> _PROMPT_
Transcribe the records below exactly, leaving out any pictures.

Photo-based point labeling data
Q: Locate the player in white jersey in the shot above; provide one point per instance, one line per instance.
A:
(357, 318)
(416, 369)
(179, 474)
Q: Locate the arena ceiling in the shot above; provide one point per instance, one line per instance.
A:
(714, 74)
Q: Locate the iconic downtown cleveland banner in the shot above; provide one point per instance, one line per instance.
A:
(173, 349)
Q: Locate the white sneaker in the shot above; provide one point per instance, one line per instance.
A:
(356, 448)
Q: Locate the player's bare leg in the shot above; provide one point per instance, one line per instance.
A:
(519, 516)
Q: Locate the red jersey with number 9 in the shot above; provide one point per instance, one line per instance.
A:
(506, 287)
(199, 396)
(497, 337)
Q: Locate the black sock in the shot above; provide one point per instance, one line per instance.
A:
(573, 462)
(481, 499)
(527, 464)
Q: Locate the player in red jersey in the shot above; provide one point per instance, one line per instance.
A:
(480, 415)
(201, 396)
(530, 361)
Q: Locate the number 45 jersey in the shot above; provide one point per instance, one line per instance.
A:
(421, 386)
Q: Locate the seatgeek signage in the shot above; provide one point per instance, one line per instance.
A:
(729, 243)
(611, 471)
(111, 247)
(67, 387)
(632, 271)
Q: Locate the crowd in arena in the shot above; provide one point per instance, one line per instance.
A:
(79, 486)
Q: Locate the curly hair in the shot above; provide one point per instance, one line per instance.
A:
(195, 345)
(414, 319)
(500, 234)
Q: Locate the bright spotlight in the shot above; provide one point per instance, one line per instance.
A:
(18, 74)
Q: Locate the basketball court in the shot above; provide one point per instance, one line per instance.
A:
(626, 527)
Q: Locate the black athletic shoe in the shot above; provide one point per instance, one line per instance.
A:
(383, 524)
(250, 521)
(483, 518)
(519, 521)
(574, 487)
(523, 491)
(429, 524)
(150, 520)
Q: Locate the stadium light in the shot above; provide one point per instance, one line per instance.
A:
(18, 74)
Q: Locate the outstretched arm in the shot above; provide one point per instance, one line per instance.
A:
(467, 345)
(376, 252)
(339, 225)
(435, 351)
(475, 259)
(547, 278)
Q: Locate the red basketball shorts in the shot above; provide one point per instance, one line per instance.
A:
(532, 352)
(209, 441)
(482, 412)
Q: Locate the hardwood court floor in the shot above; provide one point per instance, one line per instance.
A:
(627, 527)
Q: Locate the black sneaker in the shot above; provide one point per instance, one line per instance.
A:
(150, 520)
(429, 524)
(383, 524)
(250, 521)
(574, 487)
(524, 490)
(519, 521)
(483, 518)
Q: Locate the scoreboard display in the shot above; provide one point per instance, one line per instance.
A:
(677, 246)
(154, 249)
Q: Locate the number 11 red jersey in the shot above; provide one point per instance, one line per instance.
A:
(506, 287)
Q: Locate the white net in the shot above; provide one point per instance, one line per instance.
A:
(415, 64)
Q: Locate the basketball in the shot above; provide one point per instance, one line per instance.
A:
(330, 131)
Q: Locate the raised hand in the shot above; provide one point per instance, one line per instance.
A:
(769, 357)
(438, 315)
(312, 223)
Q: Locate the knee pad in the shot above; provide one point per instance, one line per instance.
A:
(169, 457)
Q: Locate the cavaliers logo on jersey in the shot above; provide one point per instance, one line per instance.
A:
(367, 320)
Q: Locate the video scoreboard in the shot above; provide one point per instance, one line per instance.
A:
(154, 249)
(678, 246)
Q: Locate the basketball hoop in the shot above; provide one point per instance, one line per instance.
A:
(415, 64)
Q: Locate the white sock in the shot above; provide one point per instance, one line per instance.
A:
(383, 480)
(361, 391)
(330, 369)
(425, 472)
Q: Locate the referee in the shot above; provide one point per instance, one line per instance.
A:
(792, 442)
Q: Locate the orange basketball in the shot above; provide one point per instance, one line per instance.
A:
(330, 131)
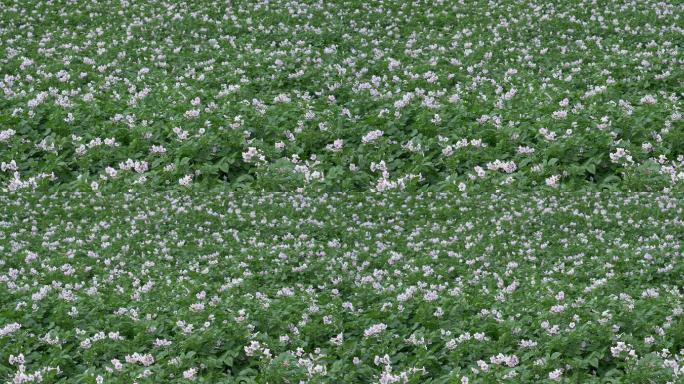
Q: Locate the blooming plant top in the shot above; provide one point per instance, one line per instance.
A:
(282, 95)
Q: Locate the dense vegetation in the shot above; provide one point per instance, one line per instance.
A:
(284, 288)
(341, 95)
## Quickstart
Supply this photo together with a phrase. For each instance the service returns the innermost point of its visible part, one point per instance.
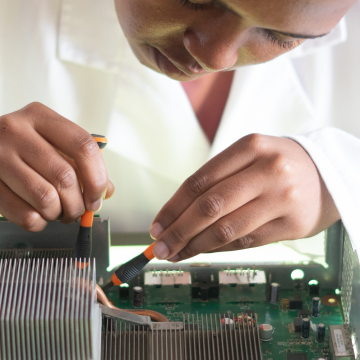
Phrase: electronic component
(138, 296)
(340, 342)
(205, 290)
(242, 285)
(296, 356)
(227, 323)
(304, 312)
(297, 324)
(265, 332)
(320, 333)
(124, 291)
(274, 293)
(314, 288)
(305, 328)
(295, 302)
(167, 287)
(250, 313)
(316, 304)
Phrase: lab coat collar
(177, 144)
(90, 35)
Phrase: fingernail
(161, 251)
(96, 206)
(156, 230)
(174, 258)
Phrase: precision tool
(83, 242)
(130, 269)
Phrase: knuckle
(87, 146)
(31, 222)
(188, 252)
(45, 197)
(244, 242)
(224, 233)
(256, 142)
(7, 126)
(72, 215)
(279, 164)
(33, 108)
(290, 194)
(297, 225)
(196, 184)
(176, 236)
(211, 206)
(66, 177)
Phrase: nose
(215, 46)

> _CORRECT RESPONSE_
Q: Locate the player in white jersey in the shot above; provide one point per instance, one line per instance.
A:
(357, 318)
(416, 369)
(179, 474)
Q: Locate the arena ceiling in the shot above; provide one point per instance, one line per instance.
A:
(714, 74)
Q: Locate the iconic downtown cleveland banner in the shot above; provide one point per instance, one line per instance.
A:
(173, 349)
Q: Locate the white sneaker in the shot above; provide one point per instance, one line per instance.
A:
(356, 448)
Q: Locate the player's bare leg in the shot above; provide one point per instance, one line per instance.
A:
(519, 516)
Q: Locate the red jersey with number 9 in the shot above; provide one point per instance, one line per instance.
A:
(506, 287)
(199, 396)
(497, 337)
Q: Locate the black sock in the shot above; provide one point per instance, one line per instance.
A:
(573, 462)
(481, 499)
(527, 464)
Q: Locate the player in red jersey in the shot above; provide one point per instance, one line per instance.
A:
(480, 415)
(201, 396)
(530, 361)
Q: Locate the number 45 jersey in the shot above; provide one point per instance, one line per instance.
A:
(421, 386)
Q: Locate the seatgeek signage in the shot above; provide one point per instance, one line per instance.
A:
(729, 243)
(611, 471)
(111, 247)
(67, 387)
(632, 271)
Q: Locate the crowd in arena in the shot above; provide one point per instance, one line per instance.
A:
(79, 486)
Q: Locate the curly hair in the shot above; provide one point per instance, one line per instance.
A:
(195, 345)
(414, 319)
(500, 234)
Q: Locate the bright spotlight in the shot above; provide one point per instance, one line per instance.
A:
(18, 74)
Q: Locate the basketball court in the shot above; provide one point per instance, one line per instance.
A:
(626, 527)
Q: Locate the black athletic shoe in the shot above; provide one point per instance, one line per instance.
A:
(383, 524)
(250, 521)
(483, 518)
(519, 521)
(574, 487)
(523, 491)
(429, 524)
(150, 520)
Q: Locate the stadium light in the shot above; provide one point per instance, one line per instance.
A:
(18, 74)
Q: Locate the outstretched arm in the shot above; provide one point per instance, one line per instance.
A:
(467, 345)
(376, 252)
(339, 225)
(435, 351)
(475, 259)
(547, 278)
Q: Locate the red basketball shorts in the shot above; provide one point per instance, one line per instance.
A:
(532, 352)
(209, 441)
(482, 412)
Q: Locate the hardwood court floor in the shot above; provide one point per instance, one line per instance.
A:
(627, 527)
Q: Locate the black sneaker in the shot above; provide one point per instance, one line per instance.
A:
(150, 520)
(429, 524)
(383, 524)
(250, 521)
(574, 487)
(524, 490)
(519, 521)
(483, 518)
Q: Locate the scoreboard display in the shot above; provide one point per instance, one line per instance.
A:
(677, 246)
(154, 249)
Q: Locate the number 11 red jersey in the shot above; provide one point per instance, one line per instance.
A:
(506, 287)
Q: Locate the white net in the shot above; provide one point per instance, one line per instance.
A:
(415, 64)
Q: Locate the basketball in the shot above; provide one point per instance, one line per instance.
A:
(330, 131)
Q: Locate the raised hand in the shot above; provide one point per instance, one line per instance.
A:
(769, 357)
(438, 315)
(312, 223)
Q: Locate the knee pad in the shot above; provide one point per instance, one line per instance.
A:
(169, 457)
Q: Locate the cavaliers logo on jersey in the shot above; provide one point per instance, one line per instance.
A:
(367, 320)
Q: Locate the video scoreboard in the shot above; provide one point per instance, one line per instance.
A:
(154, 249)
(678, 246)
Q: Locate the basketball hoop in the shot above; provide one point per instance, one line per instance.
A:
(415, 64)
Q: Locate the white sock in the shot above; provide one point per instance, one line per instance.
A:
(383, 480)
(361, 391)
(330, 369)
(425, 472)
Q: Locate the referee in the shot above; provide one point per instance, one line per instance.
A:
(792, 442)
Q: Locate the orange basketball in the shot above; provide one point per instance, one line per instance.
A:
(330, 131)
Q: Locate the blooming plant top in the shot above; provide one point per instance, one line per instance.
A:
(282, 95)
Q: Locate the dense vegetation in the shot above; provide one point per instance, one line per instance.
A:
(284, 288)
(341, 95)
## Quickstart
Supply this photo together with a phrase. For each instance the service returns the innermost point of its visible part, one point per instance.
Phrase: electronic component
(138, 296)
(340, 342)
(205, 290)
(242, 285)
(296, 356)
(227, 323)
(304, 312)
(297, 324)
(265, 332)
(320, 333)
(124, 291)
(274, 293)
(314, 288)
(305, 328)
(295, 302)
(167, 287)
(250, 313)
(316, 304)
Phrase: lab coat collar
(177, 144)
(90, 35)
Phrase: fingernail
(161, 251)
(96, 206)
(156, 230)
(174, 258)
Phrase: precision tool
(83, 242)
(130, 269)
Phrase: knuckle
(87, 146)
(31, 222)
(188, 252)
(45, 197)
(244, 242)
(224, 233)
(256, 142)
(7, 126)
(72, 215)
(279, 164)
(33, 108)
(290, 194)
(297, 225)
(196, 184)
(176, 236)
(211, 206)
(66, 177)
Phrase: nose
(215, 46)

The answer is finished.